→ QUOTED PASSAGE
# Booting or Shoeing in the Skin Track



## Snowhere (Feb 21, 2008)

Morons!:twisted:


----------



## DurangoSteve (Jun 2, 2006)

Snowhere said:


> Morons!:twisted:


Or like this guy said...


----------



## mania (Oct 21, 2003)

Death to the bootpackers (especially) and a pox on the snowshoers who fk up the skin track!


----------



## Canada (Oct 24, 2006)

*This is new to me*

I guess I'm spoiled in that in the last few years there have only been a few other sets of tracks where I access. I've never had boot tracks, and the snowshoe tracks don't bug me that much. on so many ridges, there is only one safe line. Are they tracking out your switchbacks on the trip up? That just seems crazy?


----------



## swimteam101 (Jul 1, 2008)

*Deal with it*

Stop skinning up my boot pack to east vail and out of mushroom up to the ridge. Break a new trail it will only make you stronger. More than 250 people a week are hiking up it's a super corporate ski resort not Denali. With all the idiots hiking up caused by, printing maps and labeling pictures in ski mags and newspapers (thanks self proclaimed locals) you should sell you epic pass and find a new spot. Death to the Poma


----------



## Snowhere (Feb 21, 2008)

Ha! Gotta love watching boarders flail on the poma! I have never laughed so hard as when one boarder tryed clinging on, as his face was smeared in the snow for 100'. 

A few years back, there were some boarders booting up a ski track for the ski chutes. Being ungrateful skiers, we passed the boarders on the side, and when they gave us flac for asking that they stay out of the ski track, we returned the favor by switchbacking the entire chute above them. Karma is a bitch! Man were they pissed! They gave up halfway and went down. We ascended the top and traversed to an adjacent chute for some fresh turns!


----------



## the_dude (May 31, 2006)

*get over yourself*

i sometimes ski with a couple of boarders who still snowshoe. if we're lapping a certain area, and i come through the area after they've been through the skin track, it's not really that big of a deal to go over their tracks. the first pass through seems to consolidate the snow pretty good, and my skis float right over their tracks. i say get over it and learn to deal. it's called a multi-use forest, after all.


----------



## HogFabrications (Feb 5, 2008)

In this case it was a area that I have had to myself for some time now. secret it out, which bums me, but what can you do... we do leave tracks. It's just respect to leave a switch back skin track to skinners. It's better for them to boot right up and not that much harder the 1st time, way, way easier every time after that. just get a clue if you don't already have one.


----------



## dgosn (Sep 8, 2006)

*bootin da skin track.*

Bootin the skin track is BS. 

A few years ago I was at Targhee and they opened up Molly's Nipple for the first time in a while. There were like 40 snowboarders in front of me booting. Being the ever prepared skier I put on my half skins and chilled near the back until the first guy was several hundred yards from the top. I then made my pass, every boarder was yelling obscenities at me. When I passed the lead guy he yelled at my for skinning in his boot pack. He threatened to kick my ass. I told him to meet me up top and he could try, as he caught up to me, he literally threw off his gloves an came at me. I just clicked in and put in about 4 giant turns off the peak, over the cliff and laughed the whole way.

→ DATA FOR PROCESSING
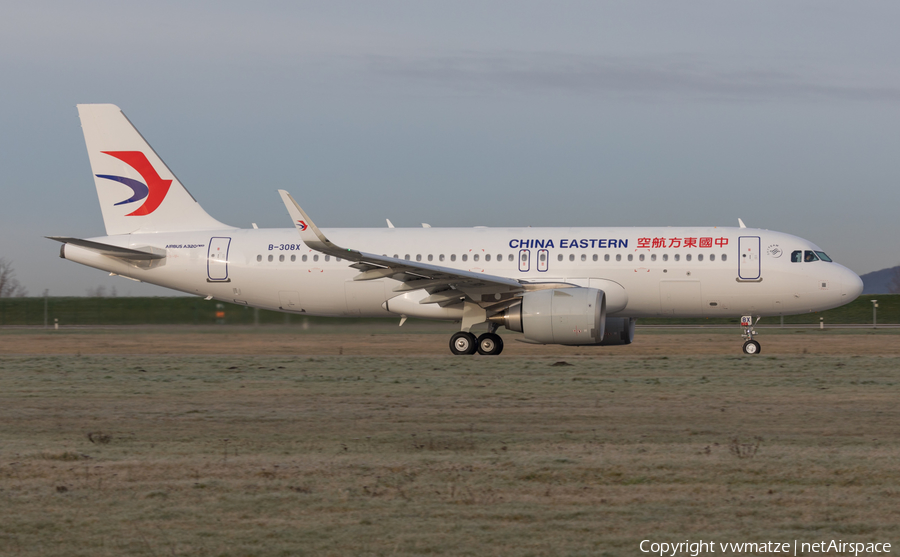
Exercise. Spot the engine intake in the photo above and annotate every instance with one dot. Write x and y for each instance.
(572, 316)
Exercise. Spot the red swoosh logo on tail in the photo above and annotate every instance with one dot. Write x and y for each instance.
(157, 186)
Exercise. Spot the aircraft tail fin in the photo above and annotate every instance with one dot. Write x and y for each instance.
(138, 193)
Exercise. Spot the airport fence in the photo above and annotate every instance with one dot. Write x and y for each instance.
(186, 310)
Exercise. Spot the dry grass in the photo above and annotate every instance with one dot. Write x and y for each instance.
(355, 455)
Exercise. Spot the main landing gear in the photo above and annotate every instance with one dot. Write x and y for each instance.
(750, 345)
(465, 343)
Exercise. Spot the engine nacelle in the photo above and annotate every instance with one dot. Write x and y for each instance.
(571, 316)
(619, 330)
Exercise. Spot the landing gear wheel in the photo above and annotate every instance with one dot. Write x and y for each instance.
(490, 344)
(463, 343)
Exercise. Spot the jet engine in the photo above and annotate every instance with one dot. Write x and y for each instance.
(573, 316)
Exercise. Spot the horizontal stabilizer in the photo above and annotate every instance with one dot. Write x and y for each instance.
(144, 254)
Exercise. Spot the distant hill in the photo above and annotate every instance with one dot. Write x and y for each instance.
(879, 282)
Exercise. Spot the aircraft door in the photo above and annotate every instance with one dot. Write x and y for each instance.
(748, 259)
(543, 260)
(524, 260)
(217, 259)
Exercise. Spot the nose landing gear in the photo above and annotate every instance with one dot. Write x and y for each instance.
(750, 345)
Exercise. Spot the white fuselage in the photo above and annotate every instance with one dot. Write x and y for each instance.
(647, 272)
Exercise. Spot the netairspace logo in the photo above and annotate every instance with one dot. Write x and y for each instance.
(694, 549)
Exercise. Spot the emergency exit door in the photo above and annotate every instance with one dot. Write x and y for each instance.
(748, 258)
(217, 259)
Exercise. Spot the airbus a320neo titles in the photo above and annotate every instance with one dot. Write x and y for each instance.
(570, 286)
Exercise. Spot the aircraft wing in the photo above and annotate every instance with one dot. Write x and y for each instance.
(446, 286)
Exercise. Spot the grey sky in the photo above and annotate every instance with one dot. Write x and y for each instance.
(786, 114)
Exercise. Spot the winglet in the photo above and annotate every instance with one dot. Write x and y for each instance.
(310, 233)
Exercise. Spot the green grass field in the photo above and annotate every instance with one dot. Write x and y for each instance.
(281, 455)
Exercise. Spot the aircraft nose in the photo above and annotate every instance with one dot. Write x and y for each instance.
(851, 286)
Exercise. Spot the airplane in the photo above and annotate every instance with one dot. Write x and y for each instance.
(571, 286)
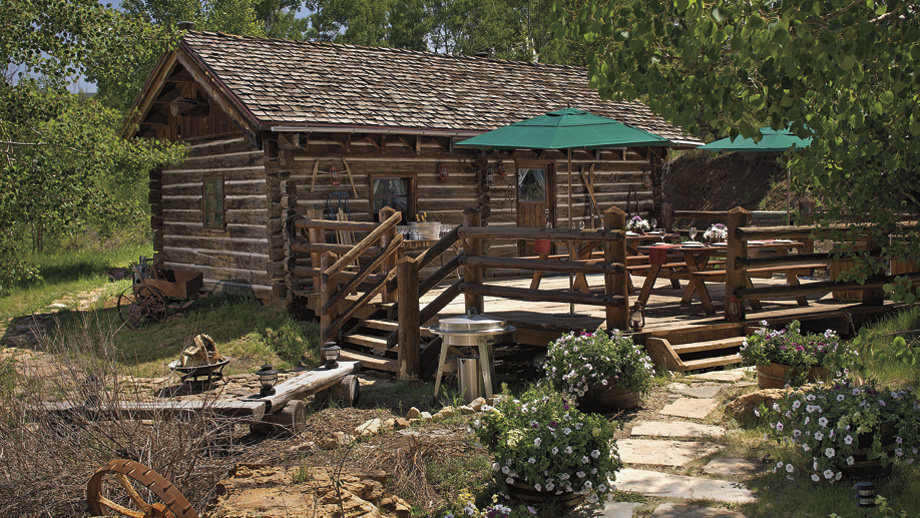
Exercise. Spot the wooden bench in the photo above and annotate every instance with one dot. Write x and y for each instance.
(699, 279)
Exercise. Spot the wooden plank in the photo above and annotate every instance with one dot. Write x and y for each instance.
(558, 234)
(307, 383)
(527, 294)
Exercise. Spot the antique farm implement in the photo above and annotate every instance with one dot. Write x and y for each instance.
(155, 291)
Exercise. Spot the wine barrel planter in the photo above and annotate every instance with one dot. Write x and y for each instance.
(604, 399)
(774, 375)
(863, 466)
(527, 494)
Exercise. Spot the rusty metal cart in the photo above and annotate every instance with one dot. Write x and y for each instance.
(155, 292)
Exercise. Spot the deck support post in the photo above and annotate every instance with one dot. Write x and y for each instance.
(409, 339)
(735, 274)
(616, 283)
(472, 246)
(389, 295)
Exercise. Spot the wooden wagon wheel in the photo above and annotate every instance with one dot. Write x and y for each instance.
(139, 302)
(131, 476)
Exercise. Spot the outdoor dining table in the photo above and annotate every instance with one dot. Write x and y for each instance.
(696, 258)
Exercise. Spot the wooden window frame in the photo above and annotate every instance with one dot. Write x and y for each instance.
(412, 193)
(223, 202)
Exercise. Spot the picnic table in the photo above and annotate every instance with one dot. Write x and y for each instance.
(692, 263)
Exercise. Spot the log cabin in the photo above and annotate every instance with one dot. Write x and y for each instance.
(277, 128)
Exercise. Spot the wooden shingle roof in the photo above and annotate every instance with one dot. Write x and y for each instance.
(282, 82)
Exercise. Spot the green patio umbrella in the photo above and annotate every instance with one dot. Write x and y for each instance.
(772, 142)
(568, 129)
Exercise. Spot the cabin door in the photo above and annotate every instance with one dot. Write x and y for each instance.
(536, 198)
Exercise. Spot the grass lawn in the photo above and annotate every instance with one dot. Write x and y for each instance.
(67, 272)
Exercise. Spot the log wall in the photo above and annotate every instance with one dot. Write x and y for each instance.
(234, 259)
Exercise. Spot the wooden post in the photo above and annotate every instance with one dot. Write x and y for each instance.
(616, 283)
(327, 288)
(389, 295)
(735, 276)
(409, 340)
(472, 247)
(807, 217)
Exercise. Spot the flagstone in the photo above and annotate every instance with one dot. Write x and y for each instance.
(730, 467)
(693, 408)
(675, 429)
(663, 453)
(672, 510)
(697, 390)
(666, 485)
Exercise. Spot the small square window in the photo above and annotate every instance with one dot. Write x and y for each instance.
(212, 202)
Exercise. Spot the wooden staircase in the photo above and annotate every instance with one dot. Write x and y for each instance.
(696, 348)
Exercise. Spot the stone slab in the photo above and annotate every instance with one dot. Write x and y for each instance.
(666, 485)
(663, 453)
(697, 390)
(675, 429)
(618, 510)
(727, 376)
(730, 467)
(672, 510)
(692, 408)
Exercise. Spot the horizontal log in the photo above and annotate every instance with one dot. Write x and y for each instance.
(782, 260)
(542, 265)
(818, 287)
(530, 295)
(553, 234)
(328, 224)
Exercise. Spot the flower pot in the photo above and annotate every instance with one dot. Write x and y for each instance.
(526, 493)
(604, 399)
(774, 375)
(863, 466)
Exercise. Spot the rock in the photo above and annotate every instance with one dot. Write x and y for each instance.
(675, 429)
(666, 485)
(663, 453)
(446, 412)
(672, 510)
(697, 390)
(369, 427)
(743, 407)
(692, 408)
(276, 492)
(730, 467)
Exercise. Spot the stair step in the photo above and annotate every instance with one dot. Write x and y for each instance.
(369, 361)
(373, 341)
(381, 324)
(706, 363)
(709, 345)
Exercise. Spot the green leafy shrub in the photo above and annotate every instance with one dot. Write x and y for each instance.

→ TASKS TO CARRY OUT
1: State only the number of lines in the entries that contain the string "tail".
2: Please extend the forum thread about booting and snowshoeing in the skin track, picking up after its final sentence.
The entries have nothing to do with the forum thread about booting and snowshoeing in the skin track.

→ EXPECTED RESULTS
1: 2

2:
In the san juans bootin in the skin track isn't usually a problem unless you ski where all the other jack asses ski. A competant skinner/skier can be miles away from where even the most determined bootpacker can get in a matter of minutes. 

If your favorite area you frequent reagularly is getting booted, throw in some 'dummy' and stupid skin tracks, for bait. I have tried that and it is funny to see some booting a dead end skin track i just skied out of.

I have found that if you have problems with bootpackers you arent far enough off the beated trail. Usually putting a skin track through some heinous treed switchbacks will discourage most booters. Exceptions are Teton Pass and other places where boot packers are a plague. 

Here to a kick ass winter shaping up, even for you boarders... 


Scott


----------



## freexbiker (Jul 18, 2005)

Do you mean Mary's nipple?


----------



## DurangoSteve (Jun 2, 2006)

I think that booters and snowshoe-ers who chronically screw up skin tracks should first be given the opportunity to repent. If that doesn't work, they should be sent to Gitmo immediately where they will be subjected to humiliation beyond their wildest nightmares.

Just a thought...


----------



## dgosn (Sep 8, 2006)

freexbiker said:


> Do you mean Mary's nipple?


Molly, Mary, whatever. I remember nipple. It was about the only place worth skiing inbounds at Targhee. Shame a place with so much snow is so flat....

scott


----------



## randomnature (Jun 10, 2007)

I like to poop in the skin track.


----------



## lmyers (Jun 10, 2008)

*So does my new, Golden --*



randomnature said:


> I like to poop in the skin track.


but, then he gets his ass kicked and his poop moved...

Anyway, there is defintitely differences of when and not to boot pack a trail. I have climbed and skied from the summit of 6 of our 14'ers and every time I strapped my skis to my pack and snowshoed or crampon climbed to the summit. To do so I have snowshoe packed skin tracks before, but only in early season conditions, in places that are not regularly visited. Most of the time it is common courtesey to stay out of the skin track, but not always necessary. Just keep others in mind and try to have fun!


----------



## swimteam101 (Jul 1, 2008)

*Poma*

Poma promotes the over thirty out of shape crew


----------



## brendodendo (Jul 18, 2004)

Quit skinning in my snowmobile trail. God that just bugs me. LOL


----------



## d.e. (Apr 5, 2005)

Skiing in the backcountry sucks anyway. Resort skiing is way better. Hesperus has been off the hook,seriously. But if you really have to ski backcountry, try skinning straight up everything, that'll eliminate 95% of dem dam gapers. You got to admit that it's kinda funny watching the rookies wallow in chest deep sugar snow, having been a rookie once. Yo Stinky, you finally done hanging out in Kansas and Texas? Give us a call, I need somebody to attach a bungee cord to. I hope you still got that big ole shovel. That thing is way more fun to ride than my fattie boards.


----------



## paddlebizzle (Oct 15, 2003)

HogFabrications said:


> ust get a clue if you don't already have one.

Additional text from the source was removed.